### Excerpt provided
--- START ---

It is flu season. Everyone has the flu. I don’t, but having just typed that, the tiniest threat of superstition is upon me and I’m afraid I’ve jinxed myself.
I think to many outsiders, the flu might seem like nada compared to having cancer. In the grand scheme of things it is. But my physical body doesn’t really live in the grand scheme of things. Joint pain, chills, fever, and nausea happen in real time, not ‘grand scheme of things’ time. In fact, sometimes I think having the flu is worse for me since my diagnosis because it resurrects so many bad memories.
Since cancer, I better understand the concept of post-traumatic stress disorder. For some patients the smell of rubbing alcohol or the sound of shoes on linoleum bring back horrible memories. Prior to my treatment, I had a three month long fever as a side effect from a preparatory drug. Having the flu careens my body back into those three months. I feel like I am approaching the terrifying prospect of treatment. In my mind I know I’m in present time, I’ve got the flu, I’ll recover, but my body is totally disconnected and heads straight for a five alarm panic attack.
Now, at the slightest sign of the flu – aching skin, a twinge of joint pain, sudden change in my body temperature – I don’t reach for vitamin C, Thera-flu, Echinacea, zinc, or Tylenol. Instead I crack open my big orange bottle of xanax.
If you are a cancer patient, what is it like for you to have a common cold or flu now? Any easier or harder than before cancer? Does being sick make you anxious? Do you ever feel symptoms of post-traumatic stress disorder? If so, what triggers it?

--- END ---

### Collected data entries

--- START ---

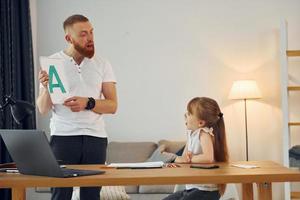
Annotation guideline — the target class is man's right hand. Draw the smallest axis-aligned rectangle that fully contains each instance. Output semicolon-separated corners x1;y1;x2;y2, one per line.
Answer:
39;70;49;88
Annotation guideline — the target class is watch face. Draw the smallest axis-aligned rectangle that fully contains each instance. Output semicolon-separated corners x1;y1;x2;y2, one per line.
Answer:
85;97;96;110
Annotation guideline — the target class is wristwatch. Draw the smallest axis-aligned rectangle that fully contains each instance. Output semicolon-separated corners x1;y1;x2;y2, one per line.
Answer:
85;97;96;110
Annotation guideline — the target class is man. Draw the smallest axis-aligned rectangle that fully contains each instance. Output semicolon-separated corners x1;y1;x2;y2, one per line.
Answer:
37;15;117;200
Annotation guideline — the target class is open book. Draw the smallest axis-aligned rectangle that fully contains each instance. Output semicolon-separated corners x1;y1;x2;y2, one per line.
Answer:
108;161;164;169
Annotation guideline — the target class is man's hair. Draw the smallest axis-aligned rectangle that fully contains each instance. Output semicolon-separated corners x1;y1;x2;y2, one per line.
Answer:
63;15;89;31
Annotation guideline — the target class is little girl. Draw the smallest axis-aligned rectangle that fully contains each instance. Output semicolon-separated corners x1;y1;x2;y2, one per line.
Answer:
164;97;228;200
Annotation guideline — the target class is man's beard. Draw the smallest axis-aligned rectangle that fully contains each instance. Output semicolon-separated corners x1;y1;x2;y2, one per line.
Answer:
74;42;95;58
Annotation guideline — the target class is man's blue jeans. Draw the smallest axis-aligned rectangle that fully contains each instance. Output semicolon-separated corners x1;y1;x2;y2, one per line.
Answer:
50;135;107;200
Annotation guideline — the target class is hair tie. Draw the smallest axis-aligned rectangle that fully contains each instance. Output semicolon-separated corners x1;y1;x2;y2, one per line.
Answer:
218;112;223;118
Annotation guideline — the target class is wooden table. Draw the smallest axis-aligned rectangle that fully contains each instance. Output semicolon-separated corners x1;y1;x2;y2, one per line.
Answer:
0;161;300;200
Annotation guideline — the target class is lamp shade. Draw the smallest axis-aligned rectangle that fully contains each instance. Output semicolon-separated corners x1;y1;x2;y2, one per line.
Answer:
228;80;262;99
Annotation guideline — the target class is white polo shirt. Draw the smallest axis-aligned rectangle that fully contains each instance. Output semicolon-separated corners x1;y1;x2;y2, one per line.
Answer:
46;51;116;138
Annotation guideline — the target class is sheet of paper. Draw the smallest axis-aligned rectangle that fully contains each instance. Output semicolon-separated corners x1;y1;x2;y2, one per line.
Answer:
108;161;164;168
40;56;69;104
231;164;258;169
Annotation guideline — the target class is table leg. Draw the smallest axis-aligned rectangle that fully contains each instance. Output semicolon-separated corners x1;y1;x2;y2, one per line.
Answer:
242;183;253;200
257;183;272;200
11;187;26;200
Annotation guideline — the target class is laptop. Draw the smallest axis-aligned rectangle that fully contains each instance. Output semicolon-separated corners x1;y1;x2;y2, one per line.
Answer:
0;129;104;178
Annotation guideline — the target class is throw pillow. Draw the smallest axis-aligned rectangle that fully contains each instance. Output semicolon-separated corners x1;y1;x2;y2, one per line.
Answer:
72;186;130;200
146;145;177;163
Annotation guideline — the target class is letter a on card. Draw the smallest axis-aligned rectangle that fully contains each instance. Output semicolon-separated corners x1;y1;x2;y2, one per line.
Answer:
48;65;66;93
40;57;69;104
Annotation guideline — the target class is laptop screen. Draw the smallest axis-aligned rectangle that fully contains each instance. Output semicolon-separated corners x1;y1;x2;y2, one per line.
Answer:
0;129;62;177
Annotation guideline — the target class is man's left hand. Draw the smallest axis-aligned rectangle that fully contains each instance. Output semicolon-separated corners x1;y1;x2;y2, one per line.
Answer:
63;96;88;112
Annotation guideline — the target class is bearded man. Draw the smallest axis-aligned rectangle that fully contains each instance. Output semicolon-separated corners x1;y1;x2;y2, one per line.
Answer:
37;15;117;200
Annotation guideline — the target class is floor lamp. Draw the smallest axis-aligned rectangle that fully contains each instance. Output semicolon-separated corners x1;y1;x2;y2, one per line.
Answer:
229;80;261;161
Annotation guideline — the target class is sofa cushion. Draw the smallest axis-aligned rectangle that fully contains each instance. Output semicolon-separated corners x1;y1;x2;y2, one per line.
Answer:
107;142;157;163
158;140;186;153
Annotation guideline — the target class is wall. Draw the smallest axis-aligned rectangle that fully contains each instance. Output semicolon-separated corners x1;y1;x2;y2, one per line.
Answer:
32;0;300;199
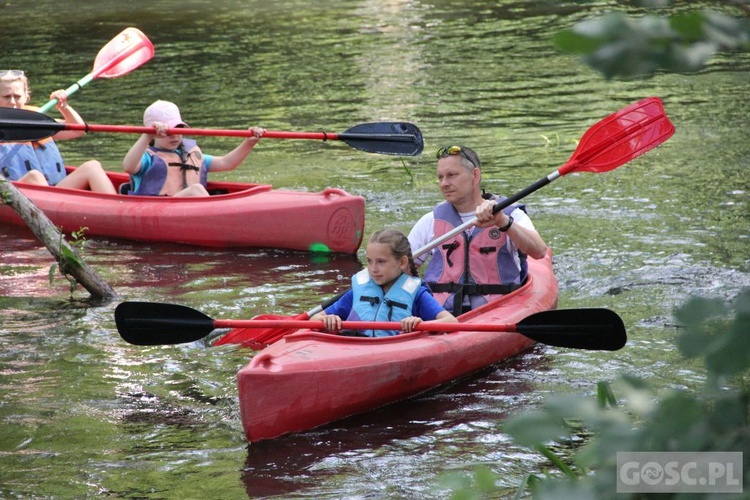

--- END ---

Switch "anxious" to "nervous" in the part of the text about having the flu after cancer from "If you are a" up to and including "what triggers it?", and write that part out. Rely only on the text itself.

If you are a cancer patient, what is it like for you to have a common cold or flu now? Any easier or harder than before cancer? Does being sick make you nervous? Do you ever feel symptoms of post-traumatic stress disorder? If so, what triggers it?